** begin Document **
Brandon Jennings

No. 39
- Position: Cornerback

Personal information
- Born: July 15, 1978 (age 47) Channelview, Texas, U.S.
- Listed height: 6 ft 0 in (1.83 m)
- Listed weight: 190 lb (86 kg)

Career information
- High school: Channelview
- College: Texas A&M
- NFL draft: 2000: undrafted

Career history
- Oakland Raiders (2000–2001); Cleveland Browns (2001); Oakland Raiders (2001); Green Bay Packers (2002)*; Oakland Raiders (2002); Houston Texans (2003)*;
- * Offseason and/or practice squad member only

Career NFL statistics
- Games: 20
- Tackles: 22
- Passes defended: 2
- Stats at Pro Football Reference

= Brandon Jennings (American football) =

American football player (born 1978)

Brandon Jennings (born July 15, 1978) is an American former professional football player who was a cornerback in the National Football League (NFL). He played his college football for the Texas A&M Aggies. Jennings was signed as an undrafted free agent by the Oakland Raiders in 2000. He played four seasons for the Raiders, Cleveland Browns, Green Bay Packers, and Houston Texans.

==Professional career==

Jennings went undrafted in the 2000 NFL draft, but was signed by the Oakland Raiders. During his rookie season in 2000 he recorded one tackle. On October 14, 2001, Jennings was waived by the Oakland Raiders. On October 17, 2001, Jennings was claimed off waivers by the Cleveland Browns. On October 24, 2001, Jennings was waived by the Cleveland Browns. On October 29, 2001, the Oakland Raiders signed Jennings to their practice squad. On November 7, 2001, the Oakland Raiders promoted Jennings to their active roster. On November 14, 2001, the Oakland Raiders released Jennings from their active roster and re-signed him to their practice squad two days later. Jennings recorded 12 combined tackles in 2001 and appeared in eight games.
** end Document **
** begin Given entries **
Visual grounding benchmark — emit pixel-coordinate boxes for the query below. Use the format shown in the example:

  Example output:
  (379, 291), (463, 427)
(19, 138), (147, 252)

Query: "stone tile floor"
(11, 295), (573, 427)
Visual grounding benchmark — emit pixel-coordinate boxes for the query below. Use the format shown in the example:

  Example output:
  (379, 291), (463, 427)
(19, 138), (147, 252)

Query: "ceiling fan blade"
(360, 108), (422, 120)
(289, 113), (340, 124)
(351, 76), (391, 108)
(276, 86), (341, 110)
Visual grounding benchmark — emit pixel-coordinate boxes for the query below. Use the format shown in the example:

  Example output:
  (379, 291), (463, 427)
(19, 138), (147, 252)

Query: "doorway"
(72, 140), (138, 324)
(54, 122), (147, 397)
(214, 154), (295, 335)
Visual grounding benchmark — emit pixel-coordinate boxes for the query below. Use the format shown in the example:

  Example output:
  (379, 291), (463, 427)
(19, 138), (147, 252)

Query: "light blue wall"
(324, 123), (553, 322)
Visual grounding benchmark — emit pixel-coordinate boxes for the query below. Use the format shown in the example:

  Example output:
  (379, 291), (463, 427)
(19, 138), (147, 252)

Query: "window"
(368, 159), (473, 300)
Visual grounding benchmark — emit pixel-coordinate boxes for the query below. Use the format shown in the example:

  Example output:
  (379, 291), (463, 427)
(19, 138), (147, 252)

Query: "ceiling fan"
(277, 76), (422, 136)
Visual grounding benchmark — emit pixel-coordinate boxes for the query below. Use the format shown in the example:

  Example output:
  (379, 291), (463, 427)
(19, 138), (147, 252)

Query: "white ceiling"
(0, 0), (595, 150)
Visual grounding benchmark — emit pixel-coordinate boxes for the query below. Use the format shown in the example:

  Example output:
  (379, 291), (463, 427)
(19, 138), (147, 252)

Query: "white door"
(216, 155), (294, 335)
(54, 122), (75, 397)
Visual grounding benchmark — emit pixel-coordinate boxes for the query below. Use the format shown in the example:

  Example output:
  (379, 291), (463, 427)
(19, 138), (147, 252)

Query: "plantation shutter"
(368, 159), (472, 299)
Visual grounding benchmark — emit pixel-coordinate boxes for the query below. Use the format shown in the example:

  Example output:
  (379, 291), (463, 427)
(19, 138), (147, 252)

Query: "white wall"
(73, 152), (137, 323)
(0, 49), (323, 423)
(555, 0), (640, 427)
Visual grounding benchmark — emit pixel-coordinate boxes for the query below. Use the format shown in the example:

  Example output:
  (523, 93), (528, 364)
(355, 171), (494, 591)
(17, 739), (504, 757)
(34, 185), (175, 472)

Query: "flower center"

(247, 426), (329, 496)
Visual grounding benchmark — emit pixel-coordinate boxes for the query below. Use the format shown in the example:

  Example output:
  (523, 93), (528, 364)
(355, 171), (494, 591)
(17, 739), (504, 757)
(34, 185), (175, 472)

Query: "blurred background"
** end Given entries **
Tasks for this exercise –
1. Answer these questions using the Brandon Jennings article:
(a) In what town was Jennings born?
(b) Which team claimed Jennings off waivers on October 17, 2001?
(c) How many combined tackles did Jennings record in 2001?
2. Continue the Brandon Jennings article from the point where it stops.
These records were taken from a separate source.

Answers provided –
1.
(a) Channelview, Texas
(b) The Cleveland Browns
(c) 12

2.
On September 1, 2002, the Oakland Raiders released Jennings as part of their final roster cuts. On October 9, 2002, the Green Bay Packers signed Jennings to their practice squad. On October 15, 2002, the Green Bay Packers released Jennings from their practice squad. On October 24, 2002, the Oakland Raiders signed Jennings to their practice squad. The following day, the Oakland Raiders promoted Jennings from their practice squad to their active roster. On January 12, 2003, the Oakland Raiders waived Jennings. On January 27, 2003, the Houston Texans claimed Jennings off of waivers. On February 27, 2003, the Houston Texans offered Jennings a one-year, $605,000 tender as a restricted free agent. One March 21, 2003, it was reported that Jennings had officially signed his restricted free agent tender with the Houston Texans. On August 13, 2003, the Houston Texans released Jennings as part of their roster cuts.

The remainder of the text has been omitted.